(TEXT UNDER STUDY)

A conventional approach to mitigate the short channel effect is to have a non-uniform lateral (horizontal as depicted in FIG. 1) doping profile. Doping profile 20 illustrates such a non-uniform lateral doping profile. In the portion of channel region 17 near source/drain regions 14 the concentration of doping material is high, for example approximately in the range 1×1017˜5×1018 atoms/cm−3. In the “middle” of channel region 17, the concentration of doping material is lower than the doping concentration of a non-engineered channel. A laterally non-uniform channel is especially advantageous in compensating for channel length variations due to manufacturing process variability. If the channel length is increased, the length of the “middle” channel of low doping concentration is increased, which tends to keep the threshold voltage constant. Similarly, if the channel length is shortened, the “middle” channel is shortened, increasing the influence of the end regions of high doping concentration, which again tends to keep the threshold voltage constant.

(End TEXT UNDER STUDY)
(PROVIDED RECORDS)

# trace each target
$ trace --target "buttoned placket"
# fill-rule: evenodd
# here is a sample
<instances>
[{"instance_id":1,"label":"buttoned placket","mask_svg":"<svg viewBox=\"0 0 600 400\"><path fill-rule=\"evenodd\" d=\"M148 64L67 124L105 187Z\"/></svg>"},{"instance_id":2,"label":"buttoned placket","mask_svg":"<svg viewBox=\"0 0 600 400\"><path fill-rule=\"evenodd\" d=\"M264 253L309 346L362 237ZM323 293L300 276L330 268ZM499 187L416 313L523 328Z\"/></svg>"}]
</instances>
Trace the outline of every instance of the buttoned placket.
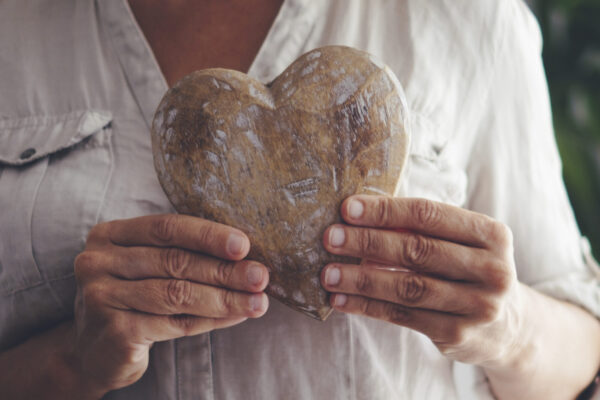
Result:
<instances>
[{"instance_id":1,"label":"buttoned placket","mask_svg":"<svg viewBox=\"0 0 600 400\"><path fill-rule=\"evenodd\" d=\"M285 0L248 74L268 82L296 59L319 7L310 0ZM150 130L154 112L168 89L159 64L126 0L97 1L100 18L121 69ZM211 334L174 340L174 397L214 399ZM160 383L159 383L160 384Z\"/></svg>"}]
</instances>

(End PROVIDED RECORDS)

### TASK DIRECTIONS
Carry on the passage about non-uniform lateral channel doping, starting after its final sentence.

### TASK OUTPUT
The primary and conventional method of creating such a non-uniform lateral channel in MOS devices involves tilt angle implantation. A focused ion beam 25 generally containing one particle species (atom, molecule or atom cluster) is beamed into the semiconductor material. In order to implant the particles under a gate stack, e.g., layers 12A, 12B, 12C and 16, the beam is tilted at an angle “theta” 26 from the wafer normal. Doping may be conducted at several angles. By controlling numerous well known process variables, including e.g., dopant species, beam energy, angle(s) and time, a desired doping profile may be created in channel region 17.
Bulk memory integrated circuits comprise vast numbers of memory cells 10, placed as close together as possible in order to increase storage density and reduce costs. FIG. 1B illustrates three instances of memory cell 10 as a portion of a larger memory array. In addition to feature size 18 corresponding to gate width and channel width as described above, feature size 18 additionally nominally corresponds to the separation between instances of memory cell 10 within a larger array. Further, the gate structures of memory cells 10 extend in the third dimension, i.e., in and out of the drawing sheet.
Unfortunately, as feature size 18 decreases, (or example to 0.2 microns and smaller, tilt angle theta 26 becomes limited due to beam interference/obstruction with structures adjacent to the target, for example the gate stack of an adjacent memory cell. Consequently, in order to obtain the advantages of a non-uniform lateral channel, a new technique of constructing such a channel must be developed.
Semiconductor processing equipment is extremely expensive. Fundamental semiconductor processing steps, e.g., implantation and diffusion, typically require long periods of development and extensive qualification testing. Any solution to the short channel effect should be compatible with existing semiconductor processes and equipment without the need for revamping well established tools and techniques.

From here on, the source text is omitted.